··· Source records

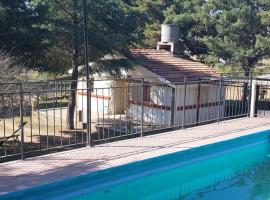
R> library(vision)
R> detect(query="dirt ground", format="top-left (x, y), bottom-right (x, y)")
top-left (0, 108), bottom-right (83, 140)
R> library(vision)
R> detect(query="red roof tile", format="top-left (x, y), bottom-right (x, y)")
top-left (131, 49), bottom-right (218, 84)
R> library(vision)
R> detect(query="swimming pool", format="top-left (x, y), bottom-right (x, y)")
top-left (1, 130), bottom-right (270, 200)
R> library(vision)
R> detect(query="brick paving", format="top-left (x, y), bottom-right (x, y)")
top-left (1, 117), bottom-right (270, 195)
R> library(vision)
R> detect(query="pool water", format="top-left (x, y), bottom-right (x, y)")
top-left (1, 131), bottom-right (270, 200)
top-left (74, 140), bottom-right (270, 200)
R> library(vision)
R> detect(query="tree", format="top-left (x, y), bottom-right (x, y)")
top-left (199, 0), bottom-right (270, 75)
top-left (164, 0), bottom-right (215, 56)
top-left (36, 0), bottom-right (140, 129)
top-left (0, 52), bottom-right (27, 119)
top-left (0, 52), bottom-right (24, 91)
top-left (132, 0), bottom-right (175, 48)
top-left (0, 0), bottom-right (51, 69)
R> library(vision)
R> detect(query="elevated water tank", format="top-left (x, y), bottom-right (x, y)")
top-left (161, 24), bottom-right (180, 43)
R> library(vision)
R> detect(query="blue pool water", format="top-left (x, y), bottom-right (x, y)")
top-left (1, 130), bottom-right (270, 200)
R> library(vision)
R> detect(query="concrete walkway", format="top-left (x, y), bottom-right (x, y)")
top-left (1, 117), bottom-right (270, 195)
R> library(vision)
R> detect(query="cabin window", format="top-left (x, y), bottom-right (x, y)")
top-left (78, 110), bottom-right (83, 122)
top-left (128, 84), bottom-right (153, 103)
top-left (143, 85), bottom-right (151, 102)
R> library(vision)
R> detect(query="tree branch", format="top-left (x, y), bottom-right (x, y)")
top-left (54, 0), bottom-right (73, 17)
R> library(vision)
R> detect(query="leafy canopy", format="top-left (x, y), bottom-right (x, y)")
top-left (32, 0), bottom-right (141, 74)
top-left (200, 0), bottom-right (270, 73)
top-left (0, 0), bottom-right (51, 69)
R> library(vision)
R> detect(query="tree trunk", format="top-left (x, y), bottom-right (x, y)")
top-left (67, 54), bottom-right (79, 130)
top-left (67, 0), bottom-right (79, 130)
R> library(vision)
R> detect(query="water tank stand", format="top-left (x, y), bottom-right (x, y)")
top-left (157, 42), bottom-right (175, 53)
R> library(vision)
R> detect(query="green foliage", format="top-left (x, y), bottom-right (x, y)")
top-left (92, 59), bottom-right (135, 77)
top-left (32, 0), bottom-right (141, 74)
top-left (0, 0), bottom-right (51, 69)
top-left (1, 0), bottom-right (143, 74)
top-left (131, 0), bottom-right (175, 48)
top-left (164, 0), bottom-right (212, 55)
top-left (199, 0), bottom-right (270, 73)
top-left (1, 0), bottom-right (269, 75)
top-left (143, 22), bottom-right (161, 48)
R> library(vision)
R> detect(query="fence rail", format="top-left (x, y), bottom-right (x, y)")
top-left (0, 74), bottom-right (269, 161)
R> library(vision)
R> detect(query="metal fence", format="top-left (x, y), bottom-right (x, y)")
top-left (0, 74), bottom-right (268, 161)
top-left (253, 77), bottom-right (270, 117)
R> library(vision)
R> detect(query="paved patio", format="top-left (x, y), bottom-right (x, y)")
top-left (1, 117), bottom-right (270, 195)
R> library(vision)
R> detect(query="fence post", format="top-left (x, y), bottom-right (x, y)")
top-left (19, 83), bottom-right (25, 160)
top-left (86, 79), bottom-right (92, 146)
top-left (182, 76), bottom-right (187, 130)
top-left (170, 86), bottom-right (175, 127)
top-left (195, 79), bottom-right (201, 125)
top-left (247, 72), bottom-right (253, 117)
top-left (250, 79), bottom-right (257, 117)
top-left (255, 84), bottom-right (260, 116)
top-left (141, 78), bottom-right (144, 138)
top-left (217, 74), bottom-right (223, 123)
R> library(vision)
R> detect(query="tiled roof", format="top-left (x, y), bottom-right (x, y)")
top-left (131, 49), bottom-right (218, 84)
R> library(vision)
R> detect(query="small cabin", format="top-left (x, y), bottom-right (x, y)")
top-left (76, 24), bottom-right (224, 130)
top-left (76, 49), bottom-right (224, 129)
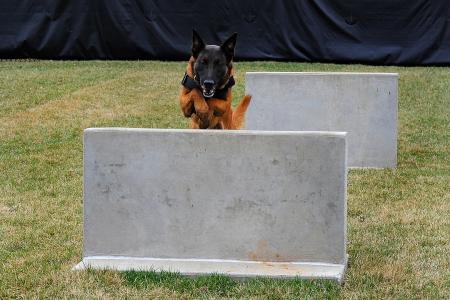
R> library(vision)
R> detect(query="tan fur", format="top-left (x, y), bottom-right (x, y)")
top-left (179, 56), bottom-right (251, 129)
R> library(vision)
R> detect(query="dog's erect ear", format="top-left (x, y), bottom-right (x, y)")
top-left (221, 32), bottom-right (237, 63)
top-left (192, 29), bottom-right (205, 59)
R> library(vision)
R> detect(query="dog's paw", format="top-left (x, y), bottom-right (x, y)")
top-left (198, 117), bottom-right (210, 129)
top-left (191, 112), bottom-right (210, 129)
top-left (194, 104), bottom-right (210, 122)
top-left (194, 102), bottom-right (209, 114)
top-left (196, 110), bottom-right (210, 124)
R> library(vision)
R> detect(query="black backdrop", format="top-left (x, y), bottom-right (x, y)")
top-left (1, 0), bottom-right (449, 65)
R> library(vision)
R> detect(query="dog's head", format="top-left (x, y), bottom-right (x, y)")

······

--- Activity ---
Output the listing above exactly as it stands; no picture should appear.

--- Task result ---
R> library(vision)
R> detect(query="dirt ground", format="top-left (x, y), bottom-right (x, y)")
top-left (0, 108), bottom-right (83, 140)
R> library(vision)
R> detect(query="red roof tile", format="top-left (x, y), bottom-right (x, y)")
top-left (131, 49), bottom-right (218, 84)
R> library(vision)
R> detect(query="swimming pool", format="top-left (x, y), bottom-right (x, y)")
top-left (1, 130), bottom-right (270, 200)
R> library(vision)
R> detect(query="brick paving", format="top-left (x, y), bottom-right (x, y)")
top-left (1, 117), bottom-right (270, 195)
R> library(vision)
R> detect(query="pool water", format="top-left (x, y), bottom-right (x, y)")
top-left (1, 131), bottom-right (270, 200)
top-left (74, 140), bottom-right (270, 200)
R> library(vision)
R> detect(query="tree", format="top-left (x, y), bottom-right (x, y)")
top-left (199, 0), bottom-right (270, 75)
top-left (164, 0), bottom-right (215, 56)
top-left (36, 0), bottom-right (140, 129)
top-left (0, 52), bottom-right (27, 119)
top-left (0, 52), bottom-right (24, 91)
top-left (132, 0), bottom-right (175, 48)
top-left (0, 0), bottom-right (51, 69)
R> library(vision)
R> detect(query="elevated water tank", format="top-left (x, y), bottom-right (x, y)")
top-left (161, 24), bottom-right (180, 43)
R> library(vision)
R> detect(query="blue pool water", format="top-left (x, y), bottom-right (x, y)")
top-left (1, 130), bottom-right (270, 200)
R> library(vision)
R> detect(query="concrete walkway", format="top-left (x, y), bottom-right (x, y)")
top-left (1, 117), bottom-right (270, 195)
R> library(vision)
R> detect(query="cabin window", format="top-left (x, y), bottom-right (x, y)")
top-left (78, 110), bottom-right (83, 122)
top-left (128, 84), bottom-right (153, 103)
top-left (143, 85), bottom-right (151, 102)
R> library(vision)
R> detect(query="tree branch", format="top-left (x, y), bottom-right (x, y)")
top-left (54, 0), bottom-right (73, 17)
R> library(vision)
R> detect(query="leafy canopy", format="top-left (x, y), bottom-right (x, y)")
top-left (32, 0), bottom-right (141, 74)
top-left (200, 0), bottom-right (270, 73)
top-left (0, 0), bottom-right (51, 69)
R> library(vision)
R> detect(query="tree trunk", format="top-left (x, y), bottom-right (x, y)")
top-left (67, 54), bottom-right (79, 130)
top-left (67, 0), bottom-right (79, 130)
R> library(vision)
R> detect(query="water tank stand", format="top-left (x, y), bottom-right (x, y)")
top-left (157, 42), bottom-right (175, 53)
R> library(vision)
R> detect(query="green foliage", format="top-left (x, y), bottom-right (x, y)")
top-left (92, 59), bottom-right (135, 77)
top-left (32, 0), bottom-right (141, 74)
top-left (0, 0), bottom-right (51, 69)
top-left (1, 0), bottom-right (143, 74)
top-left (131, 0), bottom-right (175, 48)
top-left (164, 0), bottom-right (212, 55)
top-left (199, 0), bottom-right (270, 73)
top-left (1, 0), bottom-right (269, 75)
top-left (143, 22), bottom-right (161, 48)
R> library(vision)
R> detect(query="fence rail", format="top-left (x, y), bottom-right (x, y)")
top-left (0, 74), bottom-right (269, 161)
R> library(vision)
R> detect(query="metal fence", format="top-left (x, y), bottom-right (x, y)")
top-left (0, 74), bottom-right (268, 161)
top-left (253, 77), bottom-right (270, 117)
R> library(vision)
R> detect(query="paved patio", format="top-left (x, y), bottom-right (x, y)")
top-left (1, 117), bottom-right (270, 195)
R> library(vision)
R> detect(query="fence post", format="top-left (x, y), bottom-right (x, y)")
top-left (19, 83), bottom-right (25, 160)
top-left (86, 79), bottom-right (92, 146)
top-left (182, 76), bottom-right (187, 130)
top-left (170, 86), bottom-right (175, 127)
top-left (195, 79), bottom-right (201, 125)
top-left (247, 72), bottom-right (253, 117)
top-left (250, 79), bottom-right (257, 117)
top-left (255, 84), bottom-right (260, 116)
top-left (141, 78), bottom-right (144, 138)
top-left (217, 74), bottom-right (223, 123)
R> library(vision)
R> detect(query="tiled roof", format="top-left (x, y), bottom-right (x, y)")
top-left (131, 49), bottom-right (218, 84)
R> library(vision)
R> detect(query="small cabin", format="top-left (x, y), bottom-right (x, y)")
top-left (76, 24), bottom-right (224, 130)
top-left (76, 49), bottom-right (224, 129)
R> library(vision)
R> detect(query="tan fur", format="top-left (x, y), bottom-right (x, y)")
top-left (179, 56), bottom-right (251, 129)
R> library(vision)
R> detect(query="dog's erect ear", format="top-left (x, y), bottom-right (x, y)")
top-left (221, 32), bottom-right (237, 63)
top-left (192, 29), bottom-right (205, 59)
R> library(vision)
R> detect(query="dog's paw", format="top-left (x, y), bottom-right (x, y)")
top-left (198, 117), bottom-right (210, 129)
top-left (191, 112), bottom-right (210, 129)
top-left (194, 104), bottom-right (210, 122)
top-left (194, 102), bottom-right (209, 114)
top-left (196, 110), bottom-right (210, 124)
R> library(vision)
R> detect(query="black backdrop", format="top-left (x, y), bottom-right (x, y)")
top-left (1, 0), bottom-right (449, 65)
R> library(vision)
R> detect(query="dog's head", format="top-left (x, y), bottom-right (x, y)")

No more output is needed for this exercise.